= Problem statement =
Reproduce the entire listing below word for word, keeping every line in its original order.

** BEGIN Material supplied **

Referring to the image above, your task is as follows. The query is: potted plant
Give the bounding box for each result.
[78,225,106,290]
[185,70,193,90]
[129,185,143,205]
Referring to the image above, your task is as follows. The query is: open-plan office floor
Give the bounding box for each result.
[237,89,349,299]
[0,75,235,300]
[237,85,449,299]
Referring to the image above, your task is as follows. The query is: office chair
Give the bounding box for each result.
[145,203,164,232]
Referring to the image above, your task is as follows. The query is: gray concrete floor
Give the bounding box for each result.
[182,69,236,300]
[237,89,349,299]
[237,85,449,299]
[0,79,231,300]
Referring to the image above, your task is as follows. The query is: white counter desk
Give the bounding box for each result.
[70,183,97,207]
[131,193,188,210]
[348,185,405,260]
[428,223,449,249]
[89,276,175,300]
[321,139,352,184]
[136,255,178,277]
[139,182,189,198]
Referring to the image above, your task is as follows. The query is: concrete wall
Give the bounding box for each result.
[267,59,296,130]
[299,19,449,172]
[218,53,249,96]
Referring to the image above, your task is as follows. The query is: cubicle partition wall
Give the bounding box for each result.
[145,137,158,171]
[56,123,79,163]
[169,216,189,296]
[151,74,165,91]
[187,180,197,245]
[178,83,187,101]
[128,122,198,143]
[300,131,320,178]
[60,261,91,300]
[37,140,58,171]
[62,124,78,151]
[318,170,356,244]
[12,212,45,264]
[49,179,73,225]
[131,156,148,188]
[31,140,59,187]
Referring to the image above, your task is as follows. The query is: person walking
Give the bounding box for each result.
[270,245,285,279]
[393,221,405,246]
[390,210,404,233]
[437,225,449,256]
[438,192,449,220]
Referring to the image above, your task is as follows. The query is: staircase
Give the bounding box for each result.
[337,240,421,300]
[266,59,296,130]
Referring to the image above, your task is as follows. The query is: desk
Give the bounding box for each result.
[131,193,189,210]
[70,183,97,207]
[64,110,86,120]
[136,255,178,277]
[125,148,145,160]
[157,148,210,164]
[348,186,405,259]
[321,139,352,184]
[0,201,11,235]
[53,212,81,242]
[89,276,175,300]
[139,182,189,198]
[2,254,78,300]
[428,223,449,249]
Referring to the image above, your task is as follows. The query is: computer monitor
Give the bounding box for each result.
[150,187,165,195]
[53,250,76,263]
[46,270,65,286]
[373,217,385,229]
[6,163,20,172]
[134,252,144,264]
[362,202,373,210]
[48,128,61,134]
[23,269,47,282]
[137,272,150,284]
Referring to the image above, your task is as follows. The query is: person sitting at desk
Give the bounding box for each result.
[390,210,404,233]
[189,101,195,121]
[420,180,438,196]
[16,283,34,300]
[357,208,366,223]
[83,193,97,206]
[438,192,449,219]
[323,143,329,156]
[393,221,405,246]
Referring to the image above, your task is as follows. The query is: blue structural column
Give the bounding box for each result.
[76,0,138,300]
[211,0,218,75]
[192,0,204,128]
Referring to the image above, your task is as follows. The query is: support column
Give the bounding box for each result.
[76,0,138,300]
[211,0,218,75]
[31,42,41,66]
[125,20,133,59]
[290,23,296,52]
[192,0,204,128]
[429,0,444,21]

** END Material supplied **

= Response to the task =
Referring to the image above, your task is as follows. The query is: potted plant
Give the bounding box for each result.
[78,225,106,290]
[185,70,193,90]
[129,185,143,205]
Referring to the image above, your task is as follows. The query is: open-plan office floor
Give the bounding box for each result.
[237,89,349,299]
[0,75,235,300]
[237,85,449,299]
Referring to the image above, your task is as follows. The query is: office chair
Give the bounding box for each result.
[145,203,164,232]
Referring to the image above, your task is as follows. The query is: gray concrete floor
Give the bounding box for each result.
[182,69,236,300]
[237,89,349,299]
[237,85,449,299]
[0,79,231,300]
Referring to the image above, your task is as follows. The query is: white counter desk
Give the bounding box for each result.
[70,183,97,207]
[131,193,188,210]
[348,185,405,260]
[428,223,449,249]
[89,276,175,300]
[321,139,352,184]
[136,255,178,277]
[139,182,189,198]
Referring to the image above, your task is as follows. The query is: concrete wall
Give the bounding box for each result.
[267,59,296,130]
[299,19,449,172]
[218,53,249,96]
Referring to the image above, your task is as follows. The query is: cubicle partition wall
Give the bounding box for each result.
[145,137,158,171]
[56,123,79,163]
[169,216,189,296]
[151,74,165,91]
[187,180,197,245]
[178,83,187,101]
[128,122,198,143]
[300,131,320,178]
[60,261,91,300]
[37,140,58,171]
[62,124,78,151]
[318,170,356,244]
[12,212,45,264]
[49,179,73,225]
[131,156,148,188]
[31,140,59,187]
Referring to the image above, your task is as follows. The query is: person walking
Give the bounding box for each result.
[270,245,285,279]
[393,221,405,246]
[390,210,404,233]
[437,225,449,256]
[438,192,449,220]
Referring to the image above, your task is as follows. The query is: staircase
Give the bounding box for each result.
[337,240,421,300]
[266,59,296,130]
Referring to the image above, your task is as follows. The query is: desk
Give the bounding box for each result.
[131,193,189,210]
[70,183,97,207]
[64,110,86,120]
[136,255,178,277]
[125,148,145,160]
[157,148,210,164]
[348,186,405,259]
[321,139,352,184]
[0,201,11,235]
[53,212,81,242]
[89,276,175,300]
[139,182,189,198]
[2,254,78,300]
[428,223,449,249]
Referring to the image above, your task is as follows. The query is: computer monitor
Give the bounding box for each result.
[150,187,165,195]
[53,250,76,263]
[46,270,65,286]
[373,217,385,229]
[6,163,20,172]
[134,252,144,264]
[362,202,373,210]
[48,128,61,134]
[23,269,47,282]
[137,272,150,284]
Referring to the image above, your task is as follows. The query is: person sitting at desk
Give the bounding box for each result.
[390,210,404,233]
[189,101,195,121]
[420,180,438,196]
[16,283,34,300]
[357,208,366,223]
[83,193,97,206]
[438,192,449,219]
[323,143,329,156]
[393,221,405,246]
Referring to the image above, your task is as follows. The query is: blue structural column
Give the bounding box for each result.
[76,0,138,300]
[211,0,218,75]
[192,0,204,128]
Referring to the image above, your task is as follows. The query is: support column
Give the bounding box for each result.
[76,0,138,300]
[211,0,218,75]
[31,42,41,66]
[125,20,133,59]
[290,23,296,52]
[192,0,204,128]
[429,0,444,21]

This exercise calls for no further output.